- Available records -
○ ○ ○

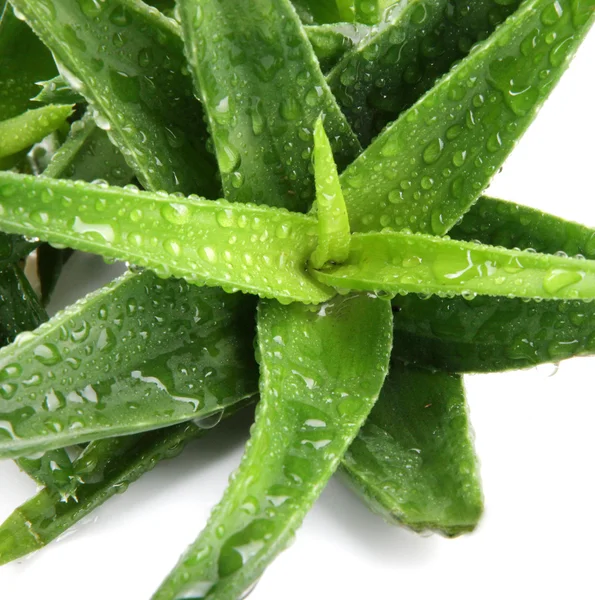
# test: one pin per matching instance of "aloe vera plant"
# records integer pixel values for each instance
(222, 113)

○ ○ ○

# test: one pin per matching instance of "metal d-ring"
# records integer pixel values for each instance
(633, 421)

○ ○ ○

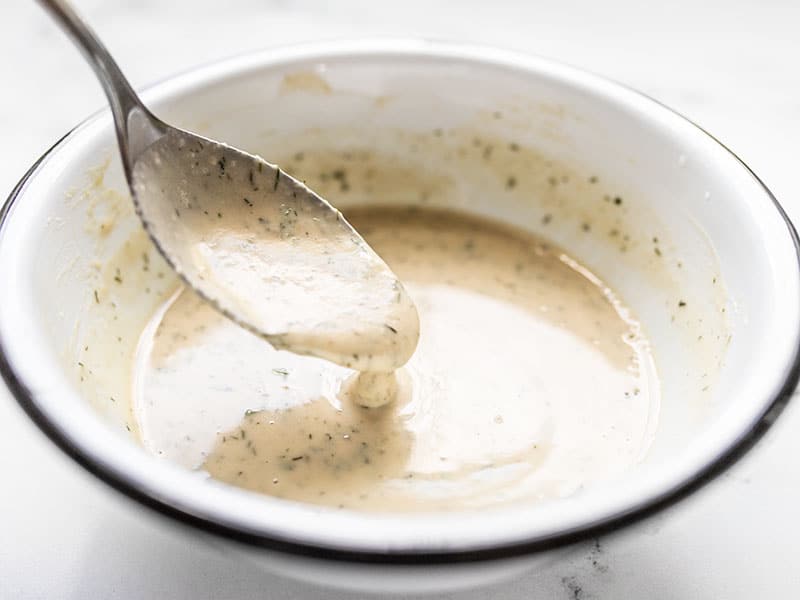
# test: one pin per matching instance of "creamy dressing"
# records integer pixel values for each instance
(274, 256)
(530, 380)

○ ○ ○

- Exercise -
Please count the lines in the material above that contain the string "test", matching case exactly, and reply with the number alone.

- Correct result -
3